# [What to do]
Every line from the one holding "it for printed" through the final line of the entries is to be reproduced exactly, and no other line.

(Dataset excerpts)
════════

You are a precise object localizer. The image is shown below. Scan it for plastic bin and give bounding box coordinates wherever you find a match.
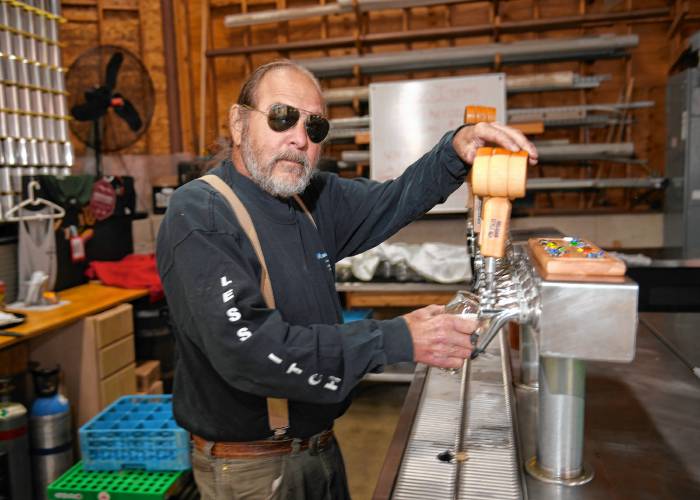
[79,395,190,471]
[47,461,187,500]
[342,309,373,323]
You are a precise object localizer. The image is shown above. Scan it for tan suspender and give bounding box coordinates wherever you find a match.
[200,175,276,308]
[199,174,315,438]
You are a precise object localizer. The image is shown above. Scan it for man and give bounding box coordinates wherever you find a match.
[156,59,537,499]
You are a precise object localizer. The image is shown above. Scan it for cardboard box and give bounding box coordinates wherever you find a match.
[135,360,161,392]
[147,380,164,395]
[100,363,137,408]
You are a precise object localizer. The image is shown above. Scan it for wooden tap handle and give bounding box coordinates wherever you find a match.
[464,105,496,125]
[473,148,529,199]
[473,195,483,234]
[507,151,528,199]
[480,197,511,258]
[471,147,492,197]
[487,148,510,198]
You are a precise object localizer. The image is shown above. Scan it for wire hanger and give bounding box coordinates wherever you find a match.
[4,180,66,222]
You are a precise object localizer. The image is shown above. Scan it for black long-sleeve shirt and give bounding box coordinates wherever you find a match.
[156,131,468,441]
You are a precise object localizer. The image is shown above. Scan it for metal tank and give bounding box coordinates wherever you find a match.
[0,377,32,500]
[29,365,73,500]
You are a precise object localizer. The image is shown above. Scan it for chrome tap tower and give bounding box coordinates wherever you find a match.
[466,216,638,487]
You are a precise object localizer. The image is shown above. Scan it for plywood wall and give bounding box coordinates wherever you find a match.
[59,1,700,212]
[60,0,170,156]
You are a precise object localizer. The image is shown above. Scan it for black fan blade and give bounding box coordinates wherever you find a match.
[111,94,143,132]
[71,100,109,122]
[105,51,124,92]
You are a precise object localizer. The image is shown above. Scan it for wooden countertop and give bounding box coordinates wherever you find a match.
[0,283,149,349]
[336,281,465,308]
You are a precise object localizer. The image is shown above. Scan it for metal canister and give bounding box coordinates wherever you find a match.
[38,140,50,167]
[60,141,73,168]
[48,139,59,166]
[8,3,24,61]
[0,167,13,220]
[46,19,60,68]
[0,81,7,139]
[30,366,73,500]
[0,378,33,500]
[0,3,10,51]
[41,67,56,142]
[25,11,38,63]
[25,140,39,177]
[30,63,45,140]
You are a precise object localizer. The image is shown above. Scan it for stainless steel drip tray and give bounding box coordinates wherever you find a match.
[391,333,524,500]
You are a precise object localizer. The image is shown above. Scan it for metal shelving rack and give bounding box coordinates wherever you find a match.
[198,1,683,212]
[0,0,73,221]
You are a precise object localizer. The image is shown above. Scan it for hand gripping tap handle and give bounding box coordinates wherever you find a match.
[463,106,497,236]
[470,147,529,358]
[472,148,528,258]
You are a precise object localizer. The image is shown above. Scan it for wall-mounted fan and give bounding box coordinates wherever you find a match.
[66,45,155,176]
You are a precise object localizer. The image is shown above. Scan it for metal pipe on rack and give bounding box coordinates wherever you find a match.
[328,102,651,131]
[224,4,346,28]
[323,87,370,105]
[322,72,611,105]
[327,128,368,140]
[534,143,635,161]
[508,101,655,122]
[214,8,666,57]
[223,0,473,28]
[507,72,611,93]
[526,177,666,190]
[341,143,637,164]
[296,35,639,78]
[329,116,370,129]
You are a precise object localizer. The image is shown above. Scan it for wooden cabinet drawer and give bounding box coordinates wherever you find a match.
[98,335,135,379]
[91,303,134,349]
[100,363,137,408]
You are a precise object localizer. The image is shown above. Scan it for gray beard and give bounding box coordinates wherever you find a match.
[241,135,315,198]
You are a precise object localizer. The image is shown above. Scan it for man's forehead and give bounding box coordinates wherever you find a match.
[257,68,323,113]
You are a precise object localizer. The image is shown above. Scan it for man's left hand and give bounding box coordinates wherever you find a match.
[452,122,539,166]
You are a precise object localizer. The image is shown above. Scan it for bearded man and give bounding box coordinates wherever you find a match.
[156,59,537,500]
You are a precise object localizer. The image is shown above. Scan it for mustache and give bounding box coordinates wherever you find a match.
[272,150,309,169]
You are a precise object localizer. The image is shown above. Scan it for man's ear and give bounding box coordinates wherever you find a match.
[229,104,243,147]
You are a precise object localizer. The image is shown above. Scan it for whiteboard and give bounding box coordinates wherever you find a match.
[369,74,506,213]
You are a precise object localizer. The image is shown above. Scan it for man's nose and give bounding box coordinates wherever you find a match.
[288,117,308,148]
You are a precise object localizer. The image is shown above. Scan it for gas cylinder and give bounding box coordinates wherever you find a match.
[29,365,73,500]
[0,377,32,500]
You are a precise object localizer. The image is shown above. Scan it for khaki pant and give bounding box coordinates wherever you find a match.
[192,434,351,500]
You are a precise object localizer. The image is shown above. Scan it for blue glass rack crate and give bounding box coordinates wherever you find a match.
[79,395,190,472]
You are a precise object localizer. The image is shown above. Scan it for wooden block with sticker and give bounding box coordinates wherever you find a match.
[528,237,626,279]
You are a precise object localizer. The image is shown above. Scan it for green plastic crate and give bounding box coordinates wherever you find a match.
[48,461,187,500]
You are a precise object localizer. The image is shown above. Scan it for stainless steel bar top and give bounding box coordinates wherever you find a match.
[375,313,700,499]
[519,313,700,499]
[641,313,700,378]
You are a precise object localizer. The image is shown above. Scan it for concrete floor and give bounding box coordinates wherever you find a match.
[334,381,410,500]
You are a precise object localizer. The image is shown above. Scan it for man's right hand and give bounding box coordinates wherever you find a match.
[402,304,478,370]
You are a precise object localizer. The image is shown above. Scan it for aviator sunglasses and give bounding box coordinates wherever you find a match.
[243,103,330,144]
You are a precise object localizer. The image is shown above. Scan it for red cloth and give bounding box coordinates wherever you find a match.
[86,254,164,302]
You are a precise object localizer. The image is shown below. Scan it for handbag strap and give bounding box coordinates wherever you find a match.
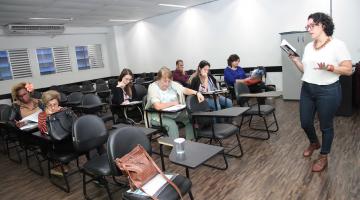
[143,149,184,200]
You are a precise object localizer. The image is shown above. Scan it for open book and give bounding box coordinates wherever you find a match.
[162,104,186,112]
[280,39,299,57]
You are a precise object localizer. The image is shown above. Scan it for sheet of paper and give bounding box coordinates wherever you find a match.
[20,109,42,123]
[122,100,142,105]
[127,174,173,196]
[162,104,186,112]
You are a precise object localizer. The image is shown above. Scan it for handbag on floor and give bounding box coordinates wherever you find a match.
[116,144,183,200]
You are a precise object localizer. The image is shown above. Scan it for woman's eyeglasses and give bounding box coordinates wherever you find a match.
[305,23,319,31]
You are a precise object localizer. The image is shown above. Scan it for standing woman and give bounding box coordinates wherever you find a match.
[111,68,138,105]
[191,60,232,110]
[290,12,352,172]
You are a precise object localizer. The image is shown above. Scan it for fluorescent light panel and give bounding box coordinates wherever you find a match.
[158,3,186,8]
[109,19,138,22]
[29,17,73,21]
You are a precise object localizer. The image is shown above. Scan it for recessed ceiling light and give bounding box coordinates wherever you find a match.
[158,3,187,8]
[29,17,73,21]
[109,19,138,22]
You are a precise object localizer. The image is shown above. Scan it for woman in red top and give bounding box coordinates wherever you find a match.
[38,90,64,134]
[38,90,70,176]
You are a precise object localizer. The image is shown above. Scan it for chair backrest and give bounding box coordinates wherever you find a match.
[67,92,83,102]
[72,115,108,153]
[32,90,42,99]
[81,84,95,92]
[96,83,110,92]
[95,79,106,85]
[186,95,212,128]
[68,84,82,93]
[135,77,145,85]
[234,82,250,106]
[82,94,102,105]
[0,104,13,121]
[108,79,118,90]
[107,127,151,176]
[59,92,68,104]
[134,84,147,101]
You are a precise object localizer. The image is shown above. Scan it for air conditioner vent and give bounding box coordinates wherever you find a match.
[4,24,65,35]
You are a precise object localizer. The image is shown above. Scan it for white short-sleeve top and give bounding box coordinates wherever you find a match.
[301,38,351,85]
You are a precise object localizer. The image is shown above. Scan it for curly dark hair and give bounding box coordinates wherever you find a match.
[308,12,334,36]
[227,54,240,66]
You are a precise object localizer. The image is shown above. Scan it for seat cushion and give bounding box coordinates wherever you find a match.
[101,113,113,122]
[47,151,78,163]
[198,123,238,139]
[83,154,111,176]
[245,105,275,115]
[123,174,192,200]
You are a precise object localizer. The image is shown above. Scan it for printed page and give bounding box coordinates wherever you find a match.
[162,104,186,112]
[20,109,42,123]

════════

# [Completed exercise]
You are a precise object localizer. The image is shown above. Scan it for printed page and give bounding box coordinates wherever you find a match.
[162,104,186,112]
[20,109,42,123]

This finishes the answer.